● Records for this exercise
%%

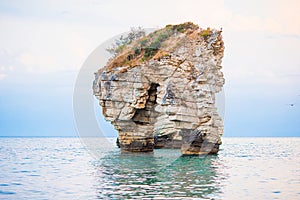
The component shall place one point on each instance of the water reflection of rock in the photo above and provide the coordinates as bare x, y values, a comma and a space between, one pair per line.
162, 174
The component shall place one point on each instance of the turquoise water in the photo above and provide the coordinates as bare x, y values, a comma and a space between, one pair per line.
62, 168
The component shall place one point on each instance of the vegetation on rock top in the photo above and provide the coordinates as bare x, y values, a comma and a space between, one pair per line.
138, 47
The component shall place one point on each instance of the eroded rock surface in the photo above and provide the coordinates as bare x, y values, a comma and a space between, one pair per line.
168, 99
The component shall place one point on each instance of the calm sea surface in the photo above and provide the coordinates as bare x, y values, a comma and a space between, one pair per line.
63, 168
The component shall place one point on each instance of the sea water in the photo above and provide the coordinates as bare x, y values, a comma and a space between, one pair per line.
65, 168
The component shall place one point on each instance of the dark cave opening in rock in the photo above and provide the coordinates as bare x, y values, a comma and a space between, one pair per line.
145, 115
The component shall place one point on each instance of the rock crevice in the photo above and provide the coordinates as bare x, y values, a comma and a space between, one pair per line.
168, 100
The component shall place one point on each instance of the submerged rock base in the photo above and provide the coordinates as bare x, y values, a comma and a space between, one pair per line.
168, 100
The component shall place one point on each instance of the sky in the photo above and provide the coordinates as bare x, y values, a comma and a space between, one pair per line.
44, 45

%%

● Problem to work on
The data should be printed again unchanged; leave its pictures out.

● Complete response
The component shall place one point on each instance of the water reflection of rock in the photo above and provide the coordinates as bare x, y values, a comma and a space between, one pair per line.
162, 174
The component shall place one point on each instance of the turquoise water in the photo above and provide the coordinates as bare x, y values, a comma and a space between, one pair per line.
62, 168
The component shall place one point on each instance of the vegetation on rock top in the photo above and provide the coordinates as bare x, y values, a comma and a space between, one pair per line.
138, 47
The component shall place one point on each instance of the eroded rock surface in the photo above and provide the coordinates as bare x, y values, a comma and a space between, one pair per line.
168, 99
The component shall place one point on each instance of the calm sea surface in the photo above and provide the coordinates as bare x, y values, a comma and a space between, one pair per line.
63, 168
The component shall place one point on each instance of the sea water in the photo above and provide the coordinates as bare x, y values, a comma and a space between, one pair per line.
65, 168
The component shall place one point on each instance of the dark cave opening in rock in the photo above and provide the coordinates as bare x, y values, a comma and a space between, one pair per line.
145, 115
The component shall place one point on each instance of the rock crevice in the photo above and provide the coordinates as bare x, y values, a comma and a space between, one pair per line.
168, 100
The component shall place one point on each instance of the submerged rock base in the photo above and provide the coordinates as bare x, y values, a comma and a space between, one pair per line.
168, 100
The component shall place one point on each instance of the sky in the photo above and provide the coordinates as bare x, y values, a comma and a space between, one pair per line.
44, 45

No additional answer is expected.